◆ Set exercise A: In the records further down, copy out word for word everything from the line containing "find the green" down to the line containing "left=202, top=182, right=381, bottom=197", both of those lines included.

◆ Source excerpt:

/YelpSearchFoodName

Use NLP to help Yelp search providing better search function.

Primary LanguageJava

Yelp Search based on food name

1. Introduction

Yelp is very useful for us to find a good restaurant. Typing the restaurant name or food name, we can easily find the positions, scores and reviews of related restaurants. However, searching based on food name always pumps out a huge list of restaurants, which makes users hard to decide which restaurant is better. Although users can compare restaurants based on stars assigned to that restaurant, but these stars only score the restaurants, not a specific food. For example, a user is searching sushi for lunch. Both restaurant A and B has sushi. A is 4 stars, but B is 3 stars. From the score, the user may think that A is a better choice to eat sushi. But the fact turns out that B is more famous for its sushi and the only reason for A to score better than B is that A has better ramen than B. Therefore, food name based search in Yelp may not be helpful enough for user to make proper decision. As a result, in addition to scoring restaurants, it is also necessary to score different food for each restaurant.

The review system in Yelp can help. There are one or more reviews attached to each restaurant. These reviews provide a lot of information about what food is good, what food is not so tasty. If extracting average customer’s opinion on specific food in each restaurant is possible and building a database using these food name and corresponding score, then search based on food name will become possible.

Basically, my approach is using NLP to extract keywords from reviews and score each keyword for each restaurant. It can be generally separated into following steps:

A. Read business json data from yelp_academic_dataset_business.json and put them into table BUSINESS. (Use business_id as primary key.)

B. Read review json data from yelp_academic_dataset_review.json and put them them into table REVIEW. (Use review_id as primary key.)

C. After reading review data, extract keywords and corresponding sentiment score from each review. Create table KEYWORD ({keyword, business_id} is the primary key) and put in all the keywords.

D. When performing search, query all the entries in table KEYWORD that has the keyword and sort based on the keyword sentiment score.

2. Approach

2.1. Build table BUSINESS

The following is an example of JSON object from yelp_academic_dataset_business.json. Each JSON object records variable information about the business and is uniquely identified by business_id property.

◆ Set exercise B: In the Yelp food search write-up above, condense the paragraph beginning "The review system in Yelp can help" into a short bulleted list that keeps its main facts.

◆ The data:
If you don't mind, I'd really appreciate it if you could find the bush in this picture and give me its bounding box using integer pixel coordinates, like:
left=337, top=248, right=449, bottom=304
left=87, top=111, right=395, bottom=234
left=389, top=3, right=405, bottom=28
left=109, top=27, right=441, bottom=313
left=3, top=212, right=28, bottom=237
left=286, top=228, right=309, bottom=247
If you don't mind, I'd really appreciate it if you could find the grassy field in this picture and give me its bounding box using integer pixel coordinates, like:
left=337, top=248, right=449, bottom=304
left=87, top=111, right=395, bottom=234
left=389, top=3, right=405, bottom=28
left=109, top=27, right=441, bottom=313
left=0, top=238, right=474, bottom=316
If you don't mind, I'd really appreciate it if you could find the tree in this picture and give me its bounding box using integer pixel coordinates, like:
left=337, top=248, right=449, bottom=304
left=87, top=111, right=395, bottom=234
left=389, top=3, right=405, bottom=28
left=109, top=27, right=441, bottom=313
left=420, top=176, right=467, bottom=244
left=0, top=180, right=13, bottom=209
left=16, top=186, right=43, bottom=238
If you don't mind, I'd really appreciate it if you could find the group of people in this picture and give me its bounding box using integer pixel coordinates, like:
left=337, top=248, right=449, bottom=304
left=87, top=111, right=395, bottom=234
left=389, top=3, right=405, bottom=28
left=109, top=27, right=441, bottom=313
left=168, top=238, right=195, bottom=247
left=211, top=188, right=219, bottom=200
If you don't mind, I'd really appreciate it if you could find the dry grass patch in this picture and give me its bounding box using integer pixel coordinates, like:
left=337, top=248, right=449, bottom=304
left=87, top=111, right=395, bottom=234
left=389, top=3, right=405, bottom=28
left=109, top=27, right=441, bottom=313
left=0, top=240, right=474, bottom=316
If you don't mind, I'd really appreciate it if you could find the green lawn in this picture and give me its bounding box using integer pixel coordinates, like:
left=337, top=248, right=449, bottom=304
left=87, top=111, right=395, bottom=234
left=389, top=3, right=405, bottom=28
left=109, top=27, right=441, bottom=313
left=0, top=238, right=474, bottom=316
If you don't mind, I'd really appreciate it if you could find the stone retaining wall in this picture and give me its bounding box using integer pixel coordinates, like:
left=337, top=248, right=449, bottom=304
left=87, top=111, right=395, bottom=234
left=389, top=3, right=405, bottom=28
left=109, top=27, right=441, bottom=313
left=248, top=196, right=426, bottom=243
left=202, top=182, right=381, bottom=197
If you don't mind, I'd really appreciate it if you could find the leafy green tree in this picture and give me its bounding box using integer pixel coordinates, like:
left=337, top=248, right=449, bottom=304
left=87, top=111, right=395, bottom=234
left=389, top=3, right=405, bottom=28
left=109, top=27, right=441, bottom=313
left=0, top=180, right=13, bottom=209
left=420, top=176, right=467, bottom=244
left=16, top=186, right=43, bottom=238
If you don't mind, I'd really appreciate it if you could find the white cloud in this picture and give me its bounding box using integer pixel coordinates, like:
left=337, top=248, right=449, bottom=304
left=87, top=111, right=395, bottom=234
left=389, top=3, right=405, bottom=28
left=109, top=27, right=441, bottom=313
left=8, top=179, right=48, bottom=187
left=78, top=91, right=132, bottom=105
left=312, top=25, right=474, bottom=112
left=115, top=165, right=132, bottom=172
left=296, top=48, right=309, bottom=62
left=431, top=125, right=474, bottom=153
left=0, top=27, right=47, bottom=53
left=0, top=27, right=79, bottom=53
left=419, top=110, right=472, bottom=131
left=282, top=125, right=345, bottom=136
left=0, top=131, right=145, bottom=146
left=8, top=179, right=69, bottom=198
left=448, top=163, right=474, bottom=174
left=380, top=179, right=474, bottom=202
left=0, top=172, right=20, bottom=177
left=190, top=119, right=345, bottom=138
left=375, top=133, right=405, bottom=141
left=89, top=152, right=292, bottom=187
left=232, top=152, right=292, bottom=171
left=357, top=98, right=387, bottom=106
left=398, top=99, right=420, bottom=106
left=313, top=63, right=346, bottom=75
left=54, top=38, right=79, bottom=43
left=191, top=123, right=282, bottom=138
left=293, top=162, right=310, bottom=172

◆ Correct response A:
If you don't mind, I'd really appreciate it if you could find the green lawn in this picture and give me its bounding box using integer pixel coordinates, like:
left=337, top=248, right=449, bottom=304
left=87, top=111, right=395, bottom=234
left=389, top=3, right=405, bottom=28
left=109, top=27, right=441, bottom=313
left=0, top=238, right=474, bottom=316
If you don't mind, I'd really appreciate it if you could find the stone retaining wall in this picture and give me its bounding box using integer pixel coordinates, like:
left=337, top=248, right=449, bottom=304
left=87, top=111, right=395, bottom=234
left=389, top=3, right=405, bottom=28
left=109, top=27, right=441, bottom=313
left=248, top=196, right=426, bottom=243
left=202, top=182, right=381, bottom=197

◆ Correct response B:
- Each restaurant on Yelp has one or more reviews attached.
- These reviews tell which foods are good and which are not so tasty.
- If the average customer opinion on specific foods at each restaurant can be extracted, the food names and their scores can be stored in a database.
- That database would make search by food name possible.